↓↓↓
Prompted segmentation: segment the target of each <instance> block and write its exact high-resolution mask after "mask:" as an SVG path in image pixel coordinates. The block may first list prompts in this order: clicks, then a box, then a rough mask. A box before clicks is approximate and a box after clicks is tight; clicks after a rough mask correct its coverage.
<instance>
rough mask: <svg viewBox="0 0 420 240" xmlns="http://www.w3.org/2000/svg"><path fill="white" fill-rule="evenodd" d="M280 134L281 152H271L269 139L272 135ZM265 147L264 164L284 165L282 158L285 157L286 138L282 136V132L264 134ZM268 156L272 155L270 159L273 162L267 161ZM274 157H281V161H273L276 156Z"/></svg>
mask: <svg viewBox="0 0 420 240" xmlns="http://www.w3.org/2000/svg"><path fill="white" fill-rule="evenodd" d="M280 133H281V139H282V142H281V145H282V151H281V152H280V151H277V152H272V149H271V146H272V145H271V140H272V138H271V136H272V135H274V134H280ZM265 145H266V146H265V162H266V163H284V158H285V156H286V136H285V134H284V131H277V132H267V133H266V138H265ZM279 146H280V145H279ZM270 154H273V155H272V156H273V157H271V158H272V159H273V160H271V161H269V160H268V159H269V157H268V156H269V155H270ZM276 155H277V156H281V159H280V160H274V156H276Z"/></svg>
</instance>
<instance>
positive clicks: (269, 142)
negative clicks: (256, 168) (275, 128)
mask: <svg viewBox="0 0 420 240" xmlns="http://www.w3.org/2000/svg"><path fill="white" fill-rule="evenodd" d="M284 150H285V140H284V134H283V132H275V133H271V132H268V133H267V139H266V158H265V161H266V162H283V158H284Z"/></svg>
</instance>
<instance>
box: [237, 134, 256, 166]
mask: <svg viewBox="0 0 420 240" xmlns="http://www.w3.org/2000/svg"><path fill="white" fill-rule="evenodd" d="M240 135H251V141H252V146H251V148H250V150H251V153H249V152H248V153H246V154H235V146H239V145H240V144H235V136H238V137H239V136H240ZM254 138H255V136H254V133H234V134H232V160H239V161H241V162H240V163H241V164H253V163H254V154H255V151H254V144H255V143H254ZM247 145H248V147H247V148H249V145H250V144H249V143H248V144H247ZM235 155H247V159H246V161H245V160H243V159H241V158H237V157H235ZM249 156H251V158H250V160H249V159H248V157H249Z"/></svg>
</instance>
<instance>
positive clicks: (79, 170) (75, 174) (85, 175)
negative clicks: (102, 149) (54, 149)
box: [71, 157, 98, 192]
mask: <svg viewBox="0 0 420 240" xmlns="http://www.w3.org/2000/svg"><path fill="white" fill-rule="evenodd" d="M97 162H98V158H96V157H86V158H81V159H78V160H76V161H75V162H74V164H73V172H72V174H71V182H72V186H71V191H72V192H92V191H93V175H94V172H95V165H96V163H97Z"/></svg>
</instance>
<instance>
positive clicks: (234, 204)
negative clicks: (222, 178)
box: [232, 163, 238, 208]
↑↑↑
**Work to complete:** Copy the records above in full, swapping every "positive clicks" for "foreground clicks" and leaving all else unchanged.

**Exercise result:**
Prompted segmentation: segment the target of each <instance> block and write its exact high-resolution mask after "mask:" as an SVG path in image pixel coordinates. The block may first list prompts in this order: clicks, then a box, then a rough mask. A box before clicks is approximate and a box after clicks is tight; clicks after a rough mask correct its coverage.
<instance>
rough mask: <svg viewBox="0 0 420 240" xmlns="http://www.w3.org/2000/svg"><path fill="white" fill-rule="evenodd" d="M280 134L281 152H271L269 139L272 135ZM265 147L264 164L284 165L282 158L285 157L286 138L282 136V132L264 134ZM268 156L272 155L270 159L273 162L267 161ZM274 157H281V161H273L276 156Z"/></svg>
mask: <svg viewBox="0 0 420 240" xmlns="http://www.w3.org/2000/svg"><path fill="white" fill-rule="evenodd" d="M280 133H281V139H282V142H281V145H282V151H281V152H280V151H277V152H272V149H271V146H272V145H271V140H272V138H271V136H272V135H274V134H280ZM265 145H266V146H265V162H266V163H284V158H285V156H286V136H285V134H284V131H277V132H267V133H266V138H265ZM279 146H280V145H279ZM270 154H273V155H272V156H273V157H271V158H272V159H273V160H271V161H269V160H268V159H269V157H268V156H269V155H270ZM276 155H277V156H281V159H280V160H274V156H276Z"/></svg>
</instance>
<instance>
foreground clicks: (269, 142)
negative clicks: (256, 168) (275, 128)
mask: <svg viewBox="0 0 420 240" xmlns="http://www.w3.org/2000/svg"><path fill="white" fill-rule="evenodd" d="M284 150H285V140H284V134H283V132H275V133H271V132H268V133H267V139H266V158H265V161H266V162H283V158H284Z"/></svg>
</instance>
<instance>
box: [237, 134, 256, 166]
mask: <svg viewBox="0 0 420 240" xmlns="http://www.w3.org/2000/svg"><path fill="white" fill-rule="evenodd" d="M240 135H251V141H252V146H251V148H250V150H251V153H249V152H248V153H246V154H235V146H239V145H240V144H235V136H238V137H239V136H240ZM254 138H255V136H254V133H234V134H232V160H239V161H241V162H240V163H241V164H253V163H254V154H255V151H254V144H255V143H254ZM247 145H248V147H247V148H249V145H250V144H249V143H248V144H247ZM235 155H247V159H246V161H245V160H243V159H241V158H237V157H235ZM249 156H251V158H250V160H249V159H248V157H249Z"/></svg>
</instance>
<instance>
foreground clicks: (79, 170) (75, 174) (85, 175)
negative clicks: (102, 149) (54, 149)
box: [71, 157, 98, 192]
mask: <svg viewBox="0 0 420 240" xmlns="http://www.w3.org/2000/svg"><path fill="white" fill-rule="evenodd" d="M97 162H98V158H96V157H86V158H81V159H78V160H76V161H75V162H74V164H73V172H72V174H71V182H72V186H71V191H72V192H92V191H93V175H94V172H95V165H96V163H97Z"/></svg>
</instance>
<instance>
foreground clicks: (234, 204)
negative clicks: (222, 178)
box: [232, 163, 238, 208]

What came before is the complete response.